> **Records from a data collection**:

== Segment start ==

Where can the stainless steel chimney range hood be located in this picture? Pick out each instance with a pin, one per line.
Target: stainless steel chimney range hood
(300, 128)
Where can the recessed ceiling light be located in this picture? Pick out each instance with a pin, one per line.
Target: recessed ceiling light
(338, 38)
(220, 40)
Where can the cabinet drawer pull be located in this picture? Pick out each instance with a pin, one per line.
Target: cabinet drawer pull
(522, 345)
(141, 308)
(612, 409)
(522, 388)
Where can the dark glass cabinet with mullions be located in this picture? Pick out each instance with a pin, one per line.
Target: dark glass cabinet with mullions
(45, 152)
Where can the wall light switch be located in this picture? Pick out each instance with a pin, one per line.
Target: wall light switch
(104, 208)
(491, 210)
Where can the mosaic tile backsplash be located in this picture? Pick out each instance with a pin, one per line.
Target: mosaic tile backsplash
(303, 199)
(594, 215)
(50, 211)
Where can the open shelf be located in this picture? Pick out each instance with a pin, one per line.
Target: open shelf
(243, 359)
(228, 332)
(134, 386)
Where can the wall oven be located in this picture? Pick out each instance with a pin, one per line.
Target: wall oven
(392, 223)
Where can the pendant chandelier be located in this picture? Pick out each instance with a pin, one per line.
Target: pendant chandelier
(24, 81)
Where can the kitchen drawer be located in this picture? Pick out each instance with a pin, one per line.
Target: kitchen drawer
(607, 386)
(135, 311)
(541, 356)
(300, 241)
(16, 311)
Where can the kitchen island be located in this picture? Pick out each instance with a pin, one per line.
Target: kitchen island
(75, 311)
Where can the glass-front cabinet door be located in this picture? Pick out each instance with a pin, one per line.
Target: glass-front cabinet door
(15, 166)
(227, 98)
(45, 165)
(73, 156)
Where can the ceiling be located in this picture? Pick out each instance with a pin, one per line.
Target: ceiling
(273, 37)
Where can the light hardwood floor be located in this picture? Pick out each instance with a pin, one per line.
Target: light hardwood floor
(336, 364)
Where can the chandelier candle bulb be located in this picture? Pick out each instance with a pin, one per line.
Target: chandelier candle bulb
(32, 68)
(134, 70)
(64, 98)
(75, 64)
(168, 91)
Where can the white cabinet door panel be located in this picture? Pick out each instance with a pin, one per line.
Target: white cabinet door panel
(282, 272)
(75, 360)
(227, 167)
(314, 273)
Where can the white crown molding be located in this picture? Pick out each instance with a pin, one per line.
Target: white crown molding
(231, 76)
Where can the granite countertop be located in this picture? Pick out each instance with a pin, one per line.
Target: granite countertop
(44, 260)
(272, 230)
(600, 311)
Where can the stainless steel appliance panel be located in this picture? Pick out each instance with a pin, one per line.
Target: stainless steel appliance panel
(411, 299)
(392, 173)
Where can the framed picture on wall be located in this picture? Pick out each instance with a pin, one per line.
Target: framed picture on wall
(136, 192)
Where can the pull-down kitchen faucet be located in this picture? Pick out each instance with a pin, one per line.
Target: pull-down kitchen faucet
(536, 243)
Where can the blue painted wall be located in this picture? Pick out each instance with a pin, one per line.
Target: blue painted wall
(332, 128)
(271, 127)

== Segment end ==

> **What is being asked**:
Retype the data in full and match it exactly.

> **Task answer**:
Where can the stainless steel chimney range hood be located in this picture? Pick out each instance with a pin, one per line.
Target: stainless steel chimney range hood
(300, 128)
Where can the recessed ceiling light be located in this picture? Pick out each instance with a pin, one per line.
Target: recessed ceiling light
(338, 38)
(220, 40)
Where can the cabinet drawer pull be located in this picture? Pick out each instance with a pin, one per line.
Target: cabinet drawer pull
(522, 345)
(141, 308)
(612, 409)
(522, 388)
Where can the dark glass cabinet with mullions be located in this picture? Pick out each instance with a pin, one per line.
Target: dark glass cabinet with mullions
(45, 152)
Where can the wall light switch be located in this picture? Pick out each instance with a pin, one per line.
Target: wall light switch
(104, 208)
(491, 210)
Where can the mosaic tile backsplash be located in this picture? Pick out each instance with a pin, one per line.
Target: mosaic tile backsplash
(303, 199)
(594, 215)
(50, 211)
Where can the open shelf be located in this picture? Pick out each instance with a pin, one per line.
Target: open shelf
(243, 359)
(228, 332)
(134, 386)
Where can the wall oven be located in this picture? Pick out each instance with a pin, one per line.
Target: wall oven
(392, 223)
Where can the pendant chandelier be located in this picture? Pick out each instance with a pin, one per line.
Target: pendant chandelier
(24, 81)
Where can the kitchen drawer be located in this picture? Pick out each instance with a pin, one per line.
Target: kitchen drawer
(607, 386)
(135, 311)
(541, 356)
(300, 241)
(16, 311)
Where can the kitchen island be located in this picture? Pick out each instance with a pin, one per line.
Target: kitchen island
(75, 311)
Where can the glass-front cabinet door be located in this picture? Pick out each instance with a pin, one per line.
Target: glass-front cabinet door
(15, 166)
(227, 98)
(45, 165)
(73, 156)
Where can the ceiling be located in this picture? Pick out each instance with a pin, one per line.
Target: ceiling
(273, 37)
Where can the light hardwood floor be located in this picture? Pick out each instance with a pin, one per line.
Target: light hardwood floor
(336, 364)
Where can the chandelier candle bulb be located in this picture? Pick out each instance with a pin, one per line.
Target: chandelier candle bulb
(32, 68)
(134, 70)
(64, 98)
(75, 64)
(168, 91)
Where can the white cabinet door panel be located in this picture? Pick out each instance with a pin, one per line.
Target: white cabinet door panel
(282, 272)
(75, 360)
(227, 167)
(314, 273)
Where can the white crown molding be located in this picture? Pick out each instance with a pin, one per line.
Target: white crown molding
(231, 76)
Where can the granite countertop be located in this picture? Pick out each instance with a pin, one per line.
Target: granite countertop
(44, 260)
(272, 230)
(600, 311)
Where can the stainless steel appliance panel be located in this picture? Pick out each instance with a pin, one per line.
Target: stainless steel appliance panel
(411, 299)
(392, 173)
Where can the framed picture on wall be located in this picture? Pick out each instance with a pin, one per line.
Target: framed picture on wall
(136, 192)
Where can the pull-down kitchen faucet be located in this picture? Pick out each instance with a pin, one per line.
Target: pull-down kitchen faucet
(536, 243)
Where can the blue painted wall be located in this picture? Pick out each instance with a pin, one per line.
Target: blue painted wall
(332, 128)
(271, 127)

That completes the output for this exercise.